[Start of SOURCE]
One of the things that makes it hard to train a model to detect redactions in documents is the fact that there are lots of kinds of redactions. Not only were different tools or methods used at different times, but even organisations and agencies from the same country or government didn’t always share redaction practices.
I took a bit of time to try to understand the different kinds of redactions in my (pretty huge) data set. I didn’t have any special process for selecting these images; I randomly sorted the immediate ~70,000 images I have collected and looked through to try to identify some patterns.
Taking a close look at the actual parts of images that contain redactions gives me a better sense of the challenges involved in detecting those redactions. As I iterate through my collection of images, I can start to build up an intuitive sense of where class imbalances might exist. Among the images that contain redactions, for example, which ones are most represented and which contain fewer examples? In general, where do I need to focus my efforts when it comes to improving my model?
The first easy distinction to draw is that between digital and hand-applied redactions.
[End of SOURCE]
[Start of DATA SECTION]
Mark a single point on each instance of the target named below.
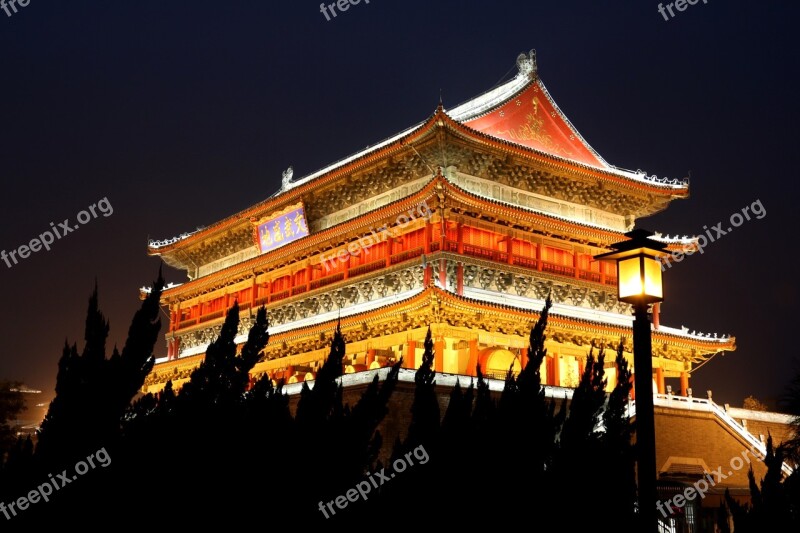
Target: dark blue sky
[End of DATA SECTION]
CHALLENGE
Retype the passage on document redactions from "I took a bit" to "identify some patterns.". The listing plays no role here.

RESPONSE TO THE EXERCISE
I took a bit of time to try to understand the different kinds of redactions in my (pretty huge) data set. I didn’t have any special process for selecting these images; I randomly sorted the immediate ~70,000 images I have collected and looked through to try to identify some patterns.